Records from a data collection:
= = =

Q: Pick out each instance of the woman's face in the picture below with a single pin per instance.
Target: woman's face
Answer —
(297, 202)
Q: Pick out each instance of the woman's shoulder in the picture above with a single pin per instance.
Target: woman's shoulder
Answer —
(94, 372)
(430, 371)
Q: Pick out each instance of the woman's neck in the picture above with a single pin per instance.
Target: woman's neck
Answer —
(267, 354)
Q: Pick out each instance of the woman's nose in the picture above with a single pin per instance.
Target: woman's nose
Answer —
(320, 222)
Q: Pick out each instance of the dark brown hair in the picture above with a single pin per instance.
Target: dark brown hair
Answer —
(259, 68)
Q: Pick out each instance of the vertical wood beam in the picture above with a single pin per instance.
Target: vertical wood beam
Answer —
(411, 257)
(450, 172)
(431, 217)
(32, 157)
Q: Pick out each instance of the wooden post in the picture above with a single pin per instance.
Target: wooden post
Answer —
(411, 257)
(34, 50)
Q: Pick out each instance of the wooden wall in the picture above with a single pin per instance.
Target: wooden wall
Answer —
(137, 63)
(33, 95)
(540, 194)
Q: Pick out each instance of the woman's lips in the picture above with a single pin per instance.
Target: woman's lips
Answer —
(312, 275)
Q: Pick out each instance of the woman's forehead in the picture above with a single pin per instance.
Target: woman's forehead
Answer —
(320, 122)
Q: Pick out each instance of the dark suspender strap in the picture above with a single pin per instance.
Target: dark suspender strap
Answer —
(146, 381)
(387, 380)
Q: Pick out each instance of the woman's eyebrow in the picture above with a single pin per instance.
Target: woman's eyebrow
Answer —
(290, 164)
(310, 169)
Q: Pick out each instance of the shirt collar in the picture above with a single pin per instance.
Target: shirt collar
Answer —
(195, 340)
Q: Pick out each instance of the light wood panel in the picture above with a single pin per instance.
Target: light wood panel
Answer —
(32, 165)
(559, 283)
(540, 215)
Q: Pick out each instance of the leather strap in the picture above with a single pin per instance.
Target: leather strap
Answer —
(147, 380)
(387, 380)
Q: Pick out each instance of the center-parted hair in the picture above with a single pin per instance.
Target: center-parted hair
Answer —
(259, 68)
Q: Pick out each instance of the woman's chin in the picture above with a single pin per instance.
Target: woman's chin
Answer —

= = =

# WHAT IS EXPECTED:
Can you copy, word for word, the lines beginning with the one that contains "Q: Pick out each instance of the woman's chin" and continuing through the end of the data?

# WRITTEN RESPONSE:
Q: Pick out each instance of the woman's chin in the picture above with a single pin per instance.
Target: woman's chin
Answer —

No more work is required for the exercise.